Hurricanes in Texas, the Atlantic, the Gulf of Mexico, the Caribbean.
An earthquake in Mexico.
A mass shooting in Las Vegas.
And now, a series of devastating fires in northern California.
As one of my (normally rational) colleagues texted me: “I think that we are living in the End of Days.” We can certainly excuse him — or anyone — for imagining that.
The loss of property and life in northern California has been terrible. The fires have had an impact on a kosher winery.
But, here is a particularly poignant casualty: Camp Newman, one of the summer camps operated by the Union for Reform Judaism.
Camp Newman has enriched the lives of so many Jewish young people, their parents, and staff members.
In that sense, it is an American Jewish holy place. Like other holy places, it exists not only in a physical sense, but with its own emotional and spiritual footprint as well.
This is hardly a eulogy for that camp. I am confident that the buildings will be restored, and come next summer, Camp Newman will continue to transform lives.
No — rather than a eulogy, let me take this opportunity to sing the praises of Jewish summer camps.
Because, if it were not for a Jewish summer camp, I would not be the rabbi, the Jew, and the person that I am today.
On a Sunday morning in January, 1969, my father drove my brother and me up to Great Barrington, Massachusetts to visit the Eisner Camp (one of the Reform movement’s camps) to see if we wanted to go there.
It had snowed the night before. We could not find the camp. We were about to ditch the entire mission and head back to Long Island.
Finally, my father stopped at a gas station to ask for directions. A gas station attendant pointed down the road. We followed his directions, and found the road. We had passed that road several times. It turned out that the freshly-fallen snow had obscured the sign that pointed towards the camp.
I have always believed that the anonymous gas station attendant was Elijah the prophet — sent by God to perform that one mitzvah on that snowy January morning.
+ + + + +
Direction: Copy the passage about Jewish summer camps word for word, from "Finally, my father" up to and including "snowy January morning.".

Data excerpt:
+ + + + +
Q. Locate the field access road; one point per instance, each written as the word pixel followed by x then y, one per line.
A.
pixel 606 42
+ + + + +
Expected answer:
Finally, my father stopped at a gas station to ask for directions. A gas station attendant pointed down the road. We followed his directions, and found the road. We had passed that road several times. It turned out that the freshly-fallen snow had obscured the sign that pointed towards the camp.
I have always believed that the anonymous gas station attendant was Elijah the prophet — sent by God to perform that one mitzvah on that snowy January morning.